BEGIN PROVIDED PASSAGE
Spyridium subochreatum is a species of flowering plant in the family Rhamnaceae and is endemic to southern continental Australia. It is a low shrub with linear to oblong or narrowly egg-shaped leaves, and dense clusters of creamy-white flowers with dark brown, papery bracts at the base.

==Description==
Spyridium subochreatum is a straggly or erect shrub that typically grows to a height of up to 60 cm, its branchlets densely covered with woolly hairs. The leaves are linear to oblong or narrowly egg-shaped, mainly 5–15 mm long and 1–4 mm wide with brown stipules 2–7 mm long at the base. The edges of the leaves are sometimes rolled under, concealing the densely softly-hairy lower surface. The flowers are arranged in dense heads near the ends of branches surrounded at the base by several dark brown, papery bracts. The flowers are creamy-white and 2–3 mm long. Flowering occurs from August to November and the fruit is an oval capsule about 2.5 mm long.
END PROVIDED PASSAGE
--- PROMPT 1 ---
In the passage on Spyridium subochreatum, during which months does the plant flower?
--- PROMPT 2 ---
Duplicate the passage on Spyridium subochreatum from "Spyridium subochreatum is a species" to "bracts at the base.".
--- PROMPT 3 ---
Write the next part of the passage on Spyridium subochreatum, picking up after its final sentence.
BEGIN SOURCE DATA
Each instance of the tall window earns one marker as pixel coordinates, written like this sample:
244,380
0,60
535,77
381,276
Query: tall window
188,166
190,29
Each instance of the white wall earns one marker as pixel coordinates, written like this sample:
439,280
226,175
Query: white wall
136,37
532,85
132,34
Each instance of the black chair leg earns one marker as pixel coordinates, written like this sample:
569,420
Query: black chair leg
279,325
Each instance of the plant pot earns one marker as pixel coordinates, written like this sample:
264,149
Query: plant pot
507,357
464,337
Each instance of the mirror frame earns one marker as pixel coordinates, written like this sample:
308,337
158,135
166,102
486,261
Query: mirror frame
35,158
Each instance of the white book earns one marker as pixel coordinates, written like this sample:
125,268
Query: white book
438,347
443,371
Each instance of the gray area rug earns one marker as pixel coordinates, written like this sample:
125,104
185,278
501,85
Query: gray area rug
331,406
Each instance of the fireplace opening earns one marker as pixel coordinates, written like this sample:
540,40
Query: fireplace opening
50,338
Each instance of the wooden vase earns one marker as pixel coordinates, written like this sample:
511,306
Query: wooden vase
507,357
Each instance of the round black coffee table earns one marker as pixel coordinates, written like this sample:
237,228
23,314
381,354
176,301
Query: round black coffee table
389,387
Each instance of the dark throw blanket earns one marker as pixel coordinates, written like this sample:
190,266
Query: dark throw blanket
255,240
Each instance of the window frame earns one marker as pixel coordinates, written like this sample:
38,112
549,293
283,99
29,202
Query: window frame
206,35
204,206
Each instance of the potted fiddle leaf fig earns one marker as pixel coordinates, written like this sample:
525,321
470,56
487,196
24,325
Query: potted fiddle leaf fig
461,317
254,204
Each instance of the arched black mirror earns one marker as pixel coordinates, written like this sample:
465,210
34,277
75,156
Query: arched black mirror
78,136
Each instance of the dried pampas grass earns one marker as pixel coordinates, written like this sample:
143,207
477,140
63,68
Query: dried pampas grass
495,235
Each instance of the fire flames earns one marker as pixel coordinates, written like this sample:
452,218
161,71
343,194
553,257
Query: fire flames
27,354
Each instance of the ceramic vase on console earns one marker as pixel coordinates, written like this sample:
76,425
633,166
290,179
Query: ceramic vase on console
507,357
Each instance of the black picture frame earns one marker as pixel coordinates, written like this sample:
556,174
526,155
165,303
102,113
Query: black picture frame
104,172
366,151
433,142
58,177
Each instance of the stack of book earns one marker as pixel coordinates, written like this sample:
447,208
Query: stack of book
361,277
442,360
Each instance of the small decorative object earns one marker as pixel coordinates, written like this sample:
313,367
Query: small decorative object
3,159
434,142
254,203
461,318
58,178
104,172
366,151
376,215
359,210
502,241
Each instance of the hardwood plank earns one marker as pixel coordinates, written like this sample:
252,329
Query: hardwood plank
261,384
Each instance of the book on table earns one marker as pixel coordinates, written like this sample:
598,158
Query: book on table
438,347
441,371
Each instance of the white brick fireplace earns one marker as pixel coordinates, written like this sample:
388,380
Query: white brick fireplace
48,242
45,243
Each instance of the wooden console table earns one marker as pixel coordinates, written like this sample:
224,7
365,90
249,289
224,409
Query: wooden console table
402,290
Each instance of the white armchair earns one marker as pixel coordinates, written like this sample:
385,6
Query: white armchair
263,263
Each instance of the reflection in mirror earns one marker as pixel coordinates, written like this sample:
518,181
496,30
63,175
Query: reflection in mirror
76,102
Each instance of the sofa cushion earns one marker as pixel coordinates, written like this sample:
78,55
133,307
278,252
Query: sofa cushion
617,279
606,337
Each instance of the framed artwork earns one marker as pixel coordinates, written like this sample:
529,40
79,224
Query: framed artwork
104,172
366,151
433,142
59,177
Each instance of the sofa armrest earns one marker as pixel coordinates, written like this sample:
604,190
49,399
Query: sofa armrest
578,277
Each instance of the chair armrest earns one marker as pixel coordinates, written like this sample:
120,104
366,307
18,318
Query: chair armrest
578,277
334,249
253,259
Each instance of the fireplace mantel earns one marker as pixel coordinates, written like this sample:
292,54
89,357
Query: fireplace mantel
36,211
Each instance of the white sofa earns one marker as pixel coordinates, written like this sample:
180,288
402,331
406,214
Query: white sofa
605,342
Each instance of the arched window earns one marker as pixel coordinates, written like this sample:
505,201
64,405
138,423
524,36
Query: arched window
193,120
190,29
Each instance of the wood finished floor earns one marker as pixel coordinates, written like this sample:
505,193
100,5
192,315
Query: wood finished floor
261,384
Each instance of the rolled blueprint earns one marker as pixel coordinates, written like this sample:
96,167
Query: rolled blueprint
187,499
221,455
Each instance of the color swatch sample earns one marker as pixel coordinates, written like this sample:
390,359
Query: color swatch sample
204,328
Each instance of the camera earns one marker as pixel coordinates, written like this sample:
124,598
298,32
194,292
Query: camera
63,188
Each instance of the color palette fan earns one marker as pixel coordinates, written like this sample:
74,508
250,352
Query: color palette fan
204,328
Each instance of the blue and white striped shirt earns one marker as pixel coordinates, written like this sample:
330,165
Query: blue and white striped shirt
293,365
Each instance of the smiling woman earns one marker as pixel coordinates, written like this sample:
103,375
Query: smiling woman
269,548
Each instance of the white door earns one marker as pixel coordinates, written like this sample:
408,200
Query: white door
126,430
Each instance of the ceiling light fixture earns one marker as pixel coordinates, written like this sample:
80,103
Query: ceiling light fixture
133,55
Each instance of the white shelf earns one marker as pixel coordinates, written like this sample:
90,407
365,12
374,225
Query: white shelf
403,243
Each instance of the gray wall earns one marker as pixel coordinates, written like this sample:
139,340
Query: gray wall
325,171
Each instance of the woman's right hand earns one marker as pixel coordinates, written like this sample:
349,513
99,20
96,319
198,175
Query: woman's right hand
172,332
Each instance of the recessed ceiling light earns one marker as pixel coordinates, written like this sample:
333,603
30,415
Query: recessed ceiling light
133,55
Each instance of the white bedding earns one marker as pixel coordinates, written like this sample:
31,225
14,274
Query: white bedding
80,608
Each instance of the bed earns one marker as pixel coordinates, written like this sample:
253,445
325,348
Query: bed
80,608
END SOURCE DATA
--- RESPONSE 1 ---
It flowers from August to November.

--- RESPONSE 2 ---
Spyridium subochreatum is a species of flowering plant in the family Rhamnaceae and is endemic to southern continental Australia. It is a low shrub with linear to oblong or narrowly egg-shaped leaves, and dense clusters of creamy-white flowers with dark brown, papery bracts at the base.

--- RESPONSE 3 ---
==Taxonomy==
This species was first formally described in 1855 by Ferdinand von Mueller who gave it the name Trymalium subochreatum in his book Definitions of rare or hitherto undescribed Australian plants. In 1858, Siegfried Reissek changed the name to Spyridium subochreatum in the journal Linnaea. The specific epithet (subochreatum) means "almost protected by greaves or leggings".

==Distribution and habitat==
Spyridium subochreatum grows in mallee-heath on sand dunes and is widespread and common in north-western Victoria and south-eastern South Australia. It also occurs in the Esperance Plains and Mallee bioregions of southern Western Australia.